**TASK**
Render the records as a Markdown table, from the line with "Locate the ornate street" through the end of the records. Use the columns Row and Line, give each line a row number, skip blank lines, and omit the pictures.

(Excerpts from point annotation data)
start

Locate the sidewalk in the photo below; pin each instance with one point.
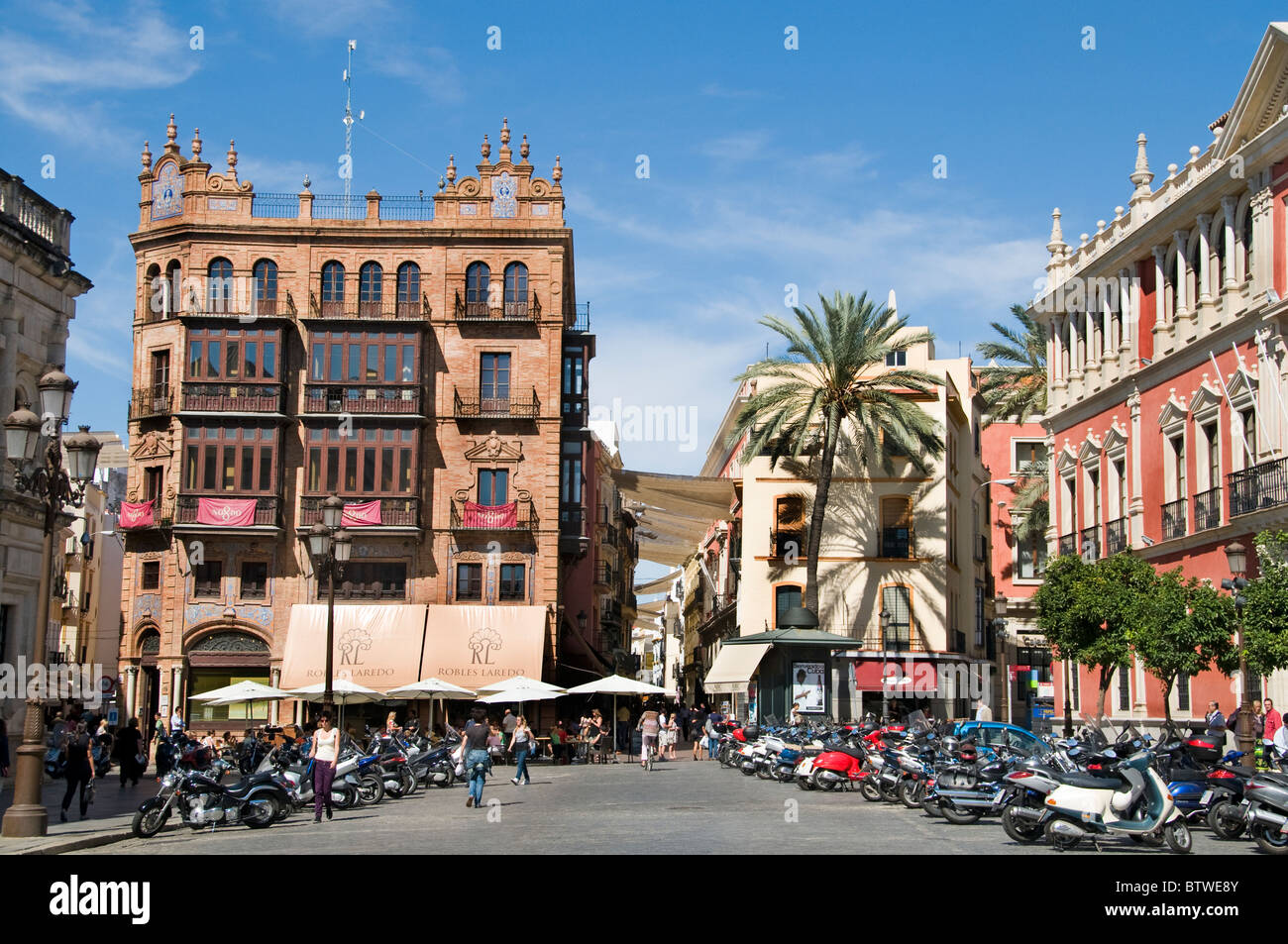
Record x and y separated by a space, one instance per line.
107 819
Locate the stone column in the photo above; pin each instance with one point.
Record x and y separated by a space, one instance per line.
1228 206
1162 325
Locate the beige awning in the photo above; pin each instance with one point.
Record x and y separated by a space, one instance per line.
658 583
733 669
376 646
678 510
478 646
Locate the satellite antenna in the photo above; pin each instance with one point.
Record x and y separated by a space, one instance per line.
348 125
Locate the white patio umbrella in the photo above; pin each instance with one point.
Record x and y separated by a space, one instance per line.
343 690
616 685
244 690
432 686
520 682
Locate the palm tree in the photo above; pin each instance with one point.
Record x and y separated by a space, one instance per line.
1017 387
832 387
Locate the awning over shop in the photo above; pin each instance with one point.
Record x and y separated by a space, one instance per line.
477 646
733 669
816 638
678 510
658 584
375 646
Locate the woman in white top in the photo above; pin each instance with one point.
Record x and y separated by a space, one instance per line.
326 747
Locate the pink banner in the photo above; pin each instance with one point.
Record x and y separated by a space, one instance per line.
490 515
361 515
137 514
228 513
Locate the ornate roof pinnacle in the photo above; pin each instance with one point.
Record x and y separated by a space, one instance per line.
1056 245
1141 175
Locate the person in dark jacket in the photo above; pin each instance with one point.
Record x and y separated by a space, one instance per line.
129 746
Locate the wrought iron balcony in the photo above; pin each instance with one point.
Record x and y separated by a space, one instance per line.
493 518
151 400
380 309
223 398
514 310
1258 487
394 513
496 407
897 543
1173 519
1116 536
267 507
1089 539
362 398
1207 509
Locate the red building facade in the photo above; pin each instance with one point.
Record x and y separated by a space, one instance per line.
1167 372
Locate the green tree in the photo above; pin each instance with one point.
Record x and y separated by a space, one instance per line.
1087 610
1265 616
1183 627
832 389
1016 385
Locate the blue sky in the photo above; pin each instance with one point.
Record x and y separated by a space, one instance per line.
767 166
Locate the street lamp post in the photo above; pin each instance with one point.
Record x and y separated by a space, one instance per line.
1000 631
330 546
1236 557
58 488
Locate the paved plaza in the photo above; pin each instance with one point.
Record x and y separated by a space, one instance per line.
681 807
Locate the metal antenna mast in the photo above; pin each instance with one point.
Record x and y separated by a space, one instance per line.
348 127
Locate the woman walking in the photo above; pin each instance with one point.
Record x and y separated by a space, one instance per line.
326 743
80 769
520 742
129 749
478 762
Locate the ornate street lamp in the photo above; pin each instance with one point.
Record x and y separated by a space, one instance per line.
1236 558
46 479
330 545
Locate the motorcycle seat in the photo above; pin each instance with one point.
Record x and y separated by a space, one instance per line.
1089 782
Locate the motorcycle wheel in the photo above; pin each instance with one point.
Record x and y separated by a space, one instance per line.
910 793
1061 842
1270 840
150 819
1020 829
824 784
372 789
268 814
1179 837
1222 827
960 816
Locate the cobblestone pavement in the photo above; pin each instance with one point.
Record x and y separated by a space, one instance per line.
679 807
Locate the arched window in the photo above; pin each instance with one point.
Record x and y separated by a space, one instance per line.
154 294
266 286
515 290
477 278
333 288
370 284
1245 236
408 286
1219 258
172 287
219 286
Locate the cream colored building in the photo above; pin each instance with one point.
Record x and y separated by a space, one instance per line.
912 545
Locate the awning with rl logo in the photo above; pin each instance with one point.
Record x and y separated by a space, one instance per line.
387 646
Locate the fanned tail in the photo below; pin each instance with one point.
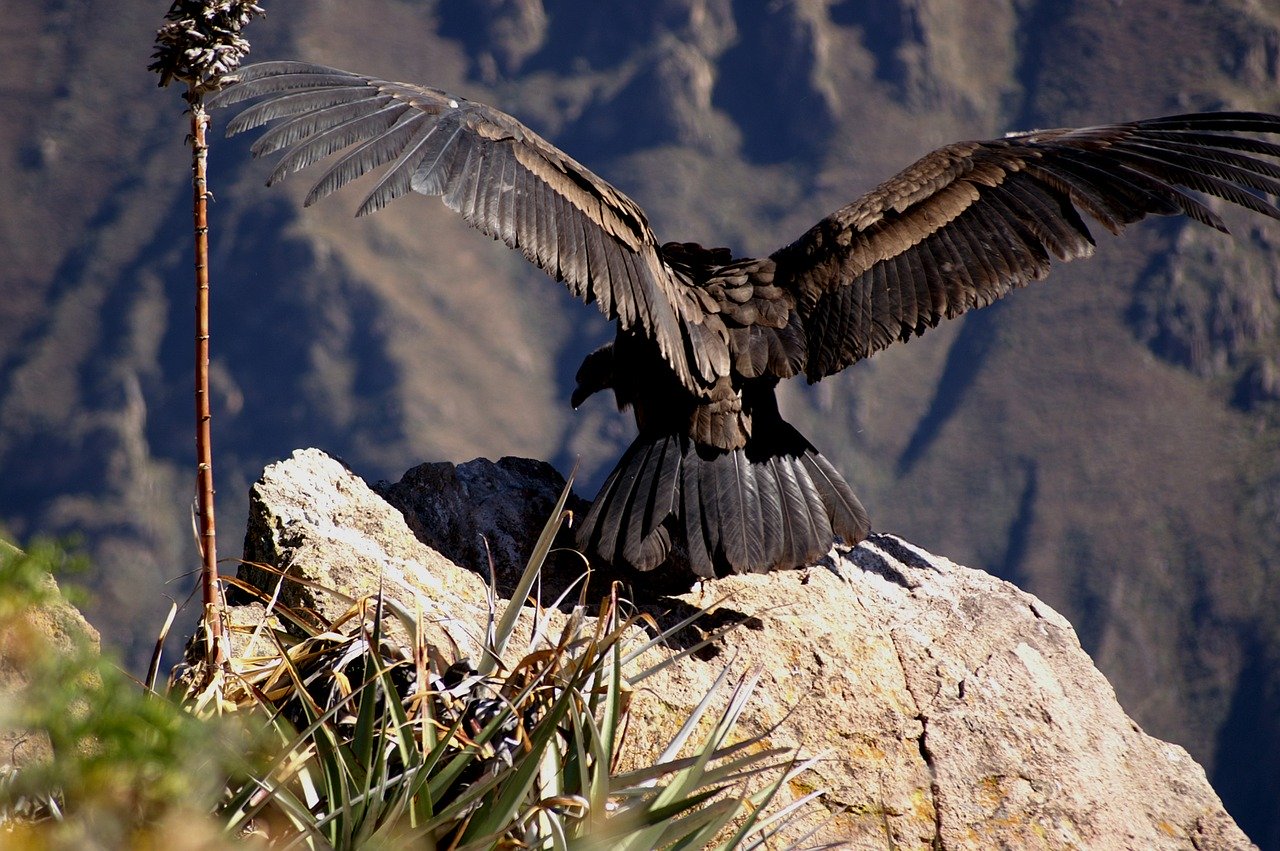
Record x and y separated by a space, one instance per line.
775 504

end

**TASK ANSWER**
| Row | Line |
|---|---|
| 1 | Locate the ornate street lamp in the photo above; pin each instance with one point. |
| 2 | Record x and y separated by a space, one instance per line. |
| 3 | 1236 558 |
| 4 | 46 479 |
| 5 | 330 545 |
| 6 | Locate the motorcycle seat in the photo above; pin each instance with one point. |
| 7 | Record x and y separated by a space, one instance per line. |
| 8 | 1089 782 |
| 9 | Locate the motorcycle wheel in the photo above; pin each instance with one point. |
| 10 | Record x and y separated by a space, one instance per line. |
| 11 | 910 793 |
| 12 | 1061 842 |
| 13 | 1270 840 |
| 14 | 150 819 |
| 15 | 1020 829 |
| 16 | 824 784 |
| 17 | 372 789 |
| 18 | 268 814 |
| 19 | 1179 837 |
| 20 | 1222 827 |
| 21 | 960 816 |
| 22 | Locate the cobblestone pavement in the photo above; pin each instance with one point. |
| 23 | Record x and y separated by a space, one instance per line. |
| 24 | 679 807 |
| 25 | Locate the arched window in the photo above; pin each instance with one point. |
| 26 | Record x and y separated by a space, one instance per line. |
| 27 | 154 294 |
| 28 | 266 286 |
| 29 | 515 290 |
| 30 | 477 278 |
| 31 | 333 288 |
| 32 | 370 284 |
| 33 | 1245 236 |
| 34 | 408 286 |
| 35 | 1219 258 |
| 36 | 172 287 |
| 37 | 219 286 |
| 38 | Locate the cream colored building in the photo above; pin each instance with one point. |
| 39 | Record x and y separated by a space, one instance per line. |
| 40 | 912 545 |
| 41 | Locate the awning with rl logo in the photo above; pin each instance with one point. |
| 42 | Record x and y separated by a space, one instance per line. |
| 43 | 387 646 |
| 44 | Locate the fanned tail in the photo below; pin each instance with one point. |
| 45 | Record x and y separated by a space, one instance per line. |
| 46 | 775 504 |